— Start of PROVIDED MATERIAL —

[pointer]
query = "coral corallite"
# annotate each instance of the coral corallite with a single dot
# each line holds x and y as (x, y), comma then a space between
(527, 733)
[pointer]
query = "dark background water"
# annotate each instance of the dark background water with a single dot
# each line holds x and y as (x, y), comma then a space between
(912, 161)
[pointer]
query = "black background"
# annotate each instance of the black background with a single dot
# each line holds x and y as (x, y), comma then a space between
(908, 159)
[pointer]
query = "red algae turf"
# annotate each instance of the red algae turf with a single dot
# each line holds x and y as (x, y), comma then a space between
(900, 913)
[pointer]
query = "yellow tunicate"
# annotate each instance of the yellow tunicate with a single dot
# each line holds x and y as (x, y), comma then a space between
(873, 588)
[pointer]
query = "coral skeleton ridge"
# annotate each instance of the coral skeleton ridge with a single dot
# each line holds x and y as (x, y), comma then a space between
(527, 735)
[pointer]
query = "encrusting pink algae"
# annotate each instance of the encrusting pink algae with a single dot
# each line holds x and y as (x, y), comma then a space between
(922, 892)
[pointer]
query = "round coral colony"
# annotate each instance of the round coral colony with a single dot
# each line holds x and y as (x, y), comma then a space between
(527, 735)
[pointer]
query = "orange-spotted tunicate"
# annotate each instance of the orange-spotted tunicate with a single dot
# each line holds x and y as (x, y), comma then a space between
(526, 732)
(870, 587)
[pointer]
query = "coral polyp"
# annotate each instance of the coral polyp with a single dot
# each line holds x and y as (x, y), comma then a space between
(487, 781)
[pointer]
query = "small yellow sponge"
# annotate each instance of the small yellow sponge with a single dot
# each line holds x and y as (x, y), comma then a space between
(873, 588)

— End of PROVIDED MATERIAL —
— Start of PROVIDED MATERIAL —

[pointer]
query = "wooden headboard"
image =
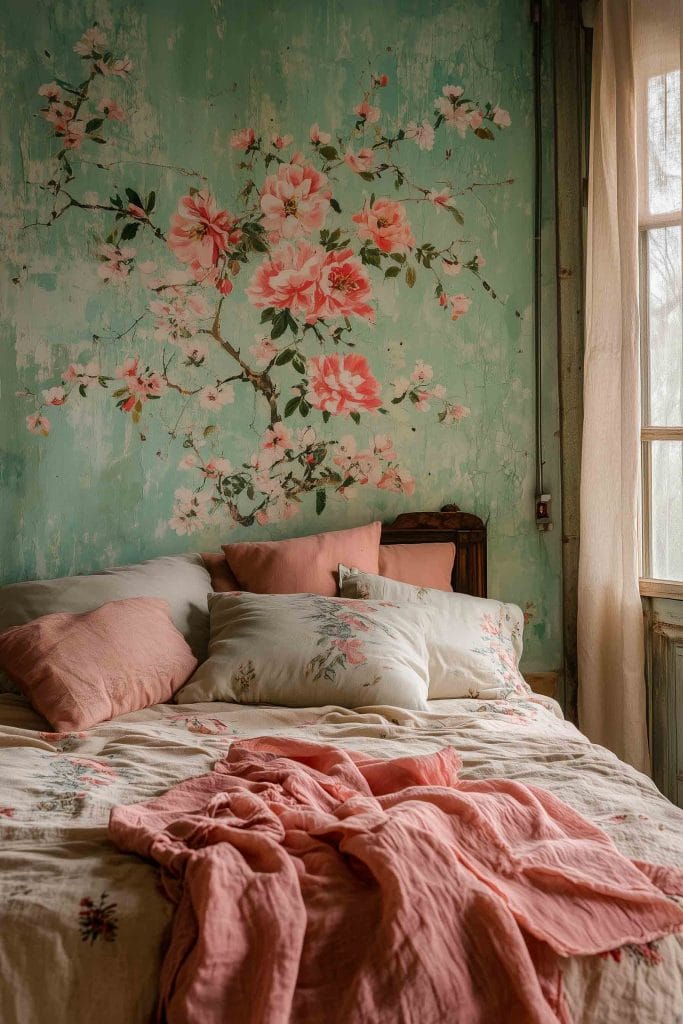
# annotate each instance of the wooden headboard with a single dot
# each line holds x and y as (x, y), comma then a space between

— End of PROVIDED MATERIAL —
— Start of PROVIDED MATERIAL —

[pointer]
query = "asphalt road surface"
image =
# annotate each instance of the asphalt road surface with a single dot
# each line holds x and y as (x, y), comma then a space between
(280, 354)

— End of PROVIDED MATERIAL —

▶ [WHAT TO DO]:
Locate every line in the material that contains the string "algae", and copy each of those lines.

▶ [FULL OUTPUT]:
query = "red algae turf"
# annotate each instance of the red algae turf with a single dot
query = "encrusting pink algae"
# annotate each instance of the encrusting pink algae with a single dot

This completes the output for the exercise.